■ HOW TO COMPLETE THIS TASK
No pictures are to be included when the entries below are reproduced exactly.

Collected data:
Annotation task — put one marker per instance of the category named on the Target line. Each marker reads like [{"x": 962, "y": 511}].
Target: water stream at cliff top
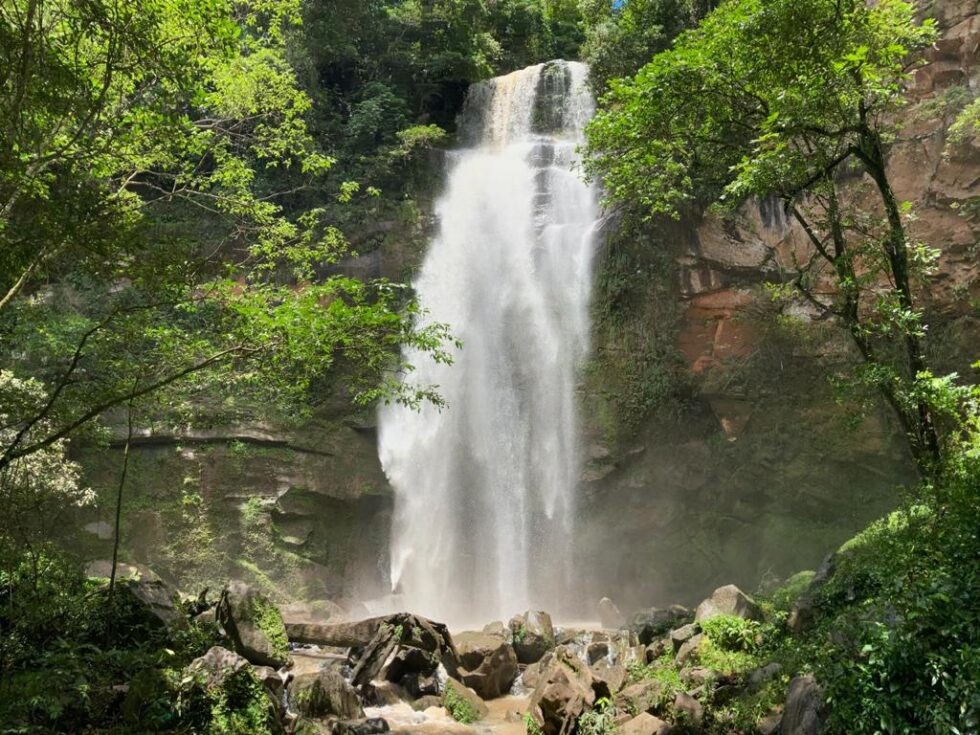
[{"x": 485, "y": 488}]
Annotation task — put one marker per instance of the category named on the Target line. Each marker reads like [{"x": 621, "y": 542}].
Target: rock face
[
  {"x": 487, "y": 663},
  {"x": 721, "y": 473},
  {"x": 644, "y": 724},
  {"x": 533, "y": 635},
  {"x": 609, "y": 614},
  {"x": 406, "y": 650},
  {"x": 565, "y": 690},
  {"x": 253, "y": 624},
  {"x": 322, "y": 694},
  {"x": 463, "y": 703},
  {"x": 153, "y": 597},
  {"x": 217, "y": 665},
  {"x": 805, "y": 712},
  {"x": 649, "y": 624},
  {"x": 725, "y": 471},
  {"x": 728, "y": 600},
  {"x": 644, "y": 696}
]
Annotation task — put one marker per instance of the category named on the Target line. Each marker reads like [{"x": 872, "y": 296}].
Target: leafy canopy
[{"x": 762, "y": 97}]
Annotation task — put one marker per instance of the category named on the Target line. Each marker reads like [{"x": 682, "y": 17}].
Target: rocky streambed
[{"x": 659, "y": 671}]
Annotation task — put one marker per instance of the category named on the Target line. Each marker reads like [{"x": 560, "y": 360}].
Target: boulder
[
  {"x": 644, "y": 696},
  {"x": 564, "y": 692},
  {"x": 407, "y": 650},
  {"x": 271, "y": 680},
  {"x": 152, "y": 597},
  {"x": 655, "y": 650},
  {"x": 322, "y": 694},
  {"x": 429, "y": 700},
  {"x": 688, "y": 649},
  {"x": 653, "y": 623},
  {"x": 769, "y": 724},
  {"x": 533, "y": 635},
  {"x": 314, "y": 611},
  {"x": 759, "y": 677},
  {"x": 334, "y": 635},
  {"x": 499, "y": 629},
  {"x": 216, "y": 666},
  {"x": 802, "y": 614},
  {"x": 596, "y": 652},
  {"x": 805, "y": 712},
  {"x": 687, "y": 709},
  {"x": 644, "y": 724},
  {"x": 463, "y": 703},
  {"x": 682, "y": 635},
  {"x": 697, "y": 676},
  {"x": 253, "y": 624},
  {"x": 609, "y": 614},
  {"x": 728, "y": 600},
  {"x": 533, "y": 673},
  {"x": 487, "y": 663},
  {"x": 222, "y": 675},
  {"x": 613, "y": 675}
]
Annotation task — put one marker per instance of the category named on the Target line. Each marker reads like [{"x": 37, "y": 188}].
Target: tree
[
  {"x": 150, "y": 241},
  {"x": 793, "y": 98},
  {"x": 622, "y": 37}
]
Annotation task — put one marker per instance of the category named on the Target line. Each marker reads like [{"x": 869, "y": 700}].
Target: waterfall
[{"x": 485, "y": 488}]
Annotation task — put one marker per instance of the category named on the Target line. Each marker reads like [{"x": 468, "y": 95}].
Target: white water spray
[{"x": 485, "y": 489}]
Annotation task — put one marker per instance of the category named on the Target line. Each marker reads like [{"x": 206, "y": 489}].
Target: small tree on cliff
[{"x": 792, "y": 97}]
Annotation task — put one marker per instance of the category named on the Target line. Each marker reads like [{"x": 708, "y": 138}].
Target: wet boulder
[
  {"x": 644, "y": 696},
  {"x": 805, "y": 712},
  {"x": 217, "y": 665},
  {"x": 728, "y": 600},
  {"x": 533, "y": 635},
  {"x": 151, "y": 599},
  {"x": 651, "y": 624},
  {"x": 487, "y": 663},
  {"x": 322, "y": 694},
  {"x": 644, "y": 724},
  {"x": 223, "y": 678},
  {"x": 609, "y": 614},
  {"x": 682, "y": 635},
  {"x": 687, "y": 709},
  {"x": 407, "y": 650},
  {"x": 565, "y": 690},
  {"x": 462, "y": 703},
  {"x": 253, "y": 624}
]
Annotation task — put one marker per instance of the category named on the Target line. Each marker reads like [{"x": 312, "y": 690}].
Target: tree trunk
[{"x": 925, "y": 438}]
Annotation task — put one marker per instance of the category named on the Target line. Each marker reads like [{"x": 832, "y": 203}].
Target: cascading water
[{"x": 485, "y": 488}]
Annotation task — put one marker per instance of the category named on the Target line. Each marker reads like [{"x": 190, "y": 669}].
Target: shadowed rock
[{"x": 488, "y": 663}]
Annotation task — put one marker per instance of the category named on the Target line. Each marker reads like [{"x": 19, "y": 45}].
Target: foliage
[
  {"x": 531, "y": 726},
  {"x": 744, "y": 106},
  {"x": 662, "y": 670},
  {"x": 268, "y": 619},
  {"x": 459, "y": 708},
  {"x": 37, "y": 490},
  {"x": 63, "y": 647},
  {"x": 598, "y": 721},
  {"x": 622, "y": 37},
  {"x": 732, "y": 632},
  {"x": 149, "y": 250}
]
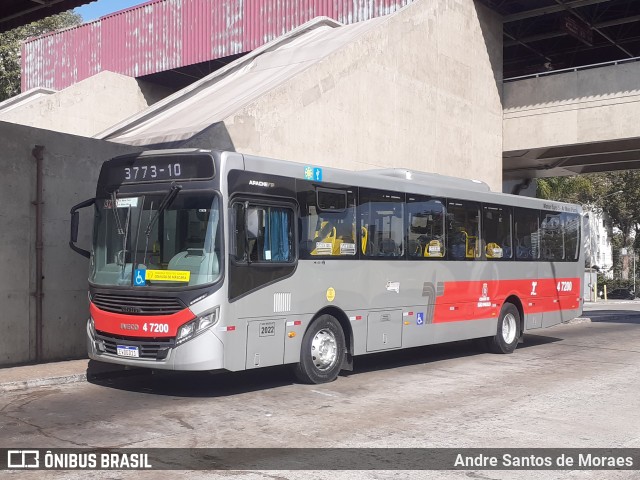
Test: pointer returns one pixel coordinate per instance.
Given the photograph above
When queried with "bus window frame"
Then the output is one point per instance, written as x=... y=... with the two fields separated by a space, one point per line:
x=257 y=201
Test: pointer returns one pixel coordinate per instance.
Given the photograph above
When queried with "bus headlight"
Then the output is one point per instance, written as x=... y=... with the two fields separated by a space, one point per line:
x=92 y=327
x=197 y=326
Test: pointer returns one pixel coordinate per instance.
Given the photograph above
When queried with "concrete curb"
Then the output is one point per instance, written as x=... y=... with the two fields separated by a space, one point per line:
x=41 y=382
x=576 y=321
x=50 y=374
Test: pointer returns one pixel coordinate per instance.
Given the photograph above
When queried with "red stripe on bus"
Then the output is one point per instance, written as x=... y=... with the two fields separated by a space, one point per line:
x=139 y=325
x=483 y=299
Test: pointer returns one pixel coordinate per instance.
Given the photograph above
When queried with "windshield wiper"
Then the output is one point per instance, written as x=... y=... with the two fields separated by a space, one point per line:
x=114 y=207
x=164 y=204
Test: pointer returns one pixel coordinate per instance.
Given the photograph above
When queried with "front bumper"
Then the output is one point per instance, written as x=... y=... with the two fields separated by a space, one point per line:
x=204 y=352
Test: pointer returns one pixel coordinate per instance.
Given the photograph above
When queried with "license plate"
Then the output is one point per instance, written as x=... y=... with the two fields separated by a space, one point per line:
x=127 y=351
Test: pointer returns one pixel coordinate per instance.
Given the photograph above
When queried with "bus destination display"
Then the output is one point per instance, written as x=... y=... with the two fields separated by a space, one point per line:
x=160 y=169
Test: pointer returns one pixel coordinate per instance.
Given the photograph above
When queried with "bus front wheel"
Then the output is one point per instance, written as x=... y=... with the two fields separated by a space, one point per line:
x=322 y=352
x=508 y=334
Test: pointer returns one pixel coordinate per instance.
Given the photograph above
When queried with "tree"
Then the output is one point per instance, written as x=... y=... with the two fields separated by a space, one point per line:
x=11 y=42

■ PROBLEM SOLUTION
Annotation task — put one marker per instance of the category named on the Target line. Each marker reads like [{"x": 962, "y": 511}].
Target: water stream at cliff top
[{"x": 485, "y": 488}]
Annotation task — put one marker per instance of the category named on the Target line. Each marker reads like [{"x": 621, "y": 542}].
Target: rock face
[
  {"x": 487, "y": 663},
  {"x": 721, "y": 473},
  {"x": 644, "y": 724},
  {"x": 533, "y": 635},
  {"x": 609, "y": 614},
  {"x": 406, "y": 650},
  {"x": 565, "y": 690},
  {"x": 253, "y": 624},
  {"x": 322, "y": 694},
  {"x": 463, "y": 703},
  {"x": 153, "y": 597},
  {"x": 217, "y": 665},
  {"x": 805, "y": 712},
  {"x": 649, "y": 624},
  {"x": 725, "y": 471},
  {"x": 728, "y": 600},
  {"x": 644, "y": 696}
]
Annotation task — put one marker per instance of the category named on the Target line. Each marker reads like [{"x": 872, "y": 296}].
Target: leafy canopy
[{"x": 762, "y": 97}]
Annotation task — put one marker per instance of the category named on the Target line. Each marker reads like [{"x": 682, "y": 17}].
Target: rocky streambed
[{"x": 659, "y": 671}]
Annotation task — put one marker per instance of the category named on the Target line. Each marker reads like [{"x": 560, "y": 360}].
Target: boulder
[
  {"x": 644, "y": 696},
  {"x": 564, "y": 692},
  {"x": 407, "y": 650},
  {"x": 271, "y": 680},
  {"x": 152, "y": 597},
  {"x": 655, "y": 650},
  {"x": 322, "y": 694},
  {"x": 429, "y": 700},
  {"x": 688, "y": 649},
  {"x": 653, "y": 623},
  {"x": 769, "y": 724},
  {"x": 533, "y": 635},
  {"x": 314, "y": 611},
  {"x": 759, "y": 677},
  {"x": 334, "y": 635},
  {"x": 499, "y": 629},
  {"x": 216, "y": 666},
  {"x": 802, "y": 614},
  {"x": 596, "y": 652},
  {"x": 805, "y": 712},
  {"x": 687, "y": 709},
  {"x": 644, "y": 724},
  {"x": 463, "y": 703},
  {"x": 682, "y": 635},
  {"x": 697, "y": 676},
  {"x": 253, "y": 624},
  {"x": 609, "y": 614},
  {"x": 728, "y": 600},
  {"x": 533, "y": 673},
  {"x": 487, "y": 663},
  {"x": 222, "y": 675},
  {"x": 613, "y": 675}
]
Annotation task — put one marker per instance of the category named on the Target line. Each marker reads like [{"x": 37, "y": 188}].
Target: tree
[
  {"x": 150, "y": 241},
  {"x": 793, "y": 98},
  {"x": 622, "y": 37}
]
Annotation task — put one marker per instance of the category named on the Target line. Each marker reads like [{"x": 869, "y": 700}].
Target: waterfall
[{"x": 485, "y": 488}]
Annotation task — put one marker per instance of the category named on the Target line. Each marker reads like [{"x": 468, "y": 95}].
Target: white water spray
[{"x": 485, "y": 489}]
Annotation task — put one marker per instance of the category named on the Target line. Each marker reads like [{"x": 206, "y": 489}].
Target: small tree on cliff
[{"x": 792, "y": 97}]
Annotation task — put one marker per instance of the category named on the Target line. Each marker reads like [{"x": 708, "y": 138}].
Target: wet boulder
[
  {"x": 644, "y": 696},
  {"x": 805, "y": 712},
  {"x": 217, "y": 665},
  {"x": 728, "y": 600},
  {"x": 533, "y": 635},
  {"x": 151, "y": 599},
  {"x": 651, "y": 624},
  {"x": 487, "y": 663},
  {"x": 322, "y": 694},
  {"x": 644, "y": 724},
  {"x": 223, "y": 678},
  {"x": 609, "y": 614},
  {"x": 682, "y": 635},
  {"x": 687, "y": 709},
  {"x": 407, "y": 650},
  {"x": 565, "y": 690},
  {"x": 462, "y": 703},
  {"x": 253, "y": 624}
]
Annotation task — put one marker per instance of the category named on the Target line. Each marker reads like [{"x": 312, "y": 690}].
Target: tree trunk
[{"x": 925, "y": 438}]
Annotation task — put one marker per instance of the category named on the Target line. Each marker reads like [{"x": 832, "y": 203}].
Target: cascading water
[{"x": 485, "y": 488}]
Annotation task — put one marker per instance of the category named on the Target line. Each marker reads like [{"x": 190, "y": 669}].
Target: shadowed rock
[{"x": 488, "y": 663}]
Annotation task — put one marker per instance of the category named on the Target line. Each marker reads like [{"x": 19, "y": 45}].
Target: foliage
[
  {"x": 531, "y": 726},
  {"x": 744, "y": 106},
  {"x": 662, "y": 670},
  {"x": 268, "y": 619},
  {"x": 459, "y": 708},
  {"x": 37, "y": 490},
  {"x": 63, "y": 647},
  {"x": 598, "y": 721},
  {"x": 622, "y": 37},
  {"x": 732, "y": 632},
  {"x": 149, "y": 250}
]
Test: pointer returns one pixel coordinate per instance.
Given the photograph above
When queried with "bus window frame"
Then the output is one point per instance, written as x=... y=... with the two fields separated by a space, one point per line:
x=257 y=201
Test: pointer returns one pixel coordinate per instance.
Given the photograph above
When queried with "bus headlight"
Then the output is one point per instance, written as x=... y=... with the two fields separated by a space, one point per line:
x=92 y=327
x=197 y=326
Test: pointer returns one pixel coordinate per instance.
Given the photograph above
When queried with "concrete curb"
Then the output is one point per instance, written as x=... y=... with the two fields separated by a space, one point per line:
x=41 y=382
x=576 y=321
x=50 y=374
Test: pointer returns one pixel coordinate per instance.
Given the photograph above
When queried with "red stripe on bus"
Then the output is one point per instance, written as x=... y=... with the two fields separated by a space, one point per line:
x=139 y=325
x=483 y=299
Test: pointer returns one pixel coordinate per instance.
Given the photograph above
When queried with "windshield wiper"
Then the output is one point per instance, written as x=... y=... with the two fields separated by a space, one point per line:
x=114 y=207
x=164 y=204
Test: pointer returns one pixel coordinate per instance.
Given the photograph above
When queried with "front bumper"
Then the output is one point per instance, written as x=... y=... with the two fields separated by a space, one point per line:
x=204 y=352
Test: pointer returns one pixel coordinate per instance.
Given the photograph above
When queried with "license plate"
Then the output is one point per instance, written as x=... y=... with the two fields separated by a space, one point per line:
x=127 y=351
Test: pointer returns one pixel coordinate per instance.
Given the photograph above
When queried with "bus destination display"
Then the output is one point per instance, written as x=... y=... with the two fields separated by a space, one point per line:
x=160 y=169
Test: pointer returns one pixel coordinate per instance.
Given the photograph above
When queried with "bus front wheel"
Then the output is one point per instance, written as x=... y=... with the two fields separated by a space, one point per line:
x=322 y=352
x=508 y=334
Test: pointer returns one pixel coordinate per instance.
Given the photograph above
When queried with "tree"
Then the output is one point per instance, written as x=... y=... with the two fields separated by a space, one point per line:
x=11 y=42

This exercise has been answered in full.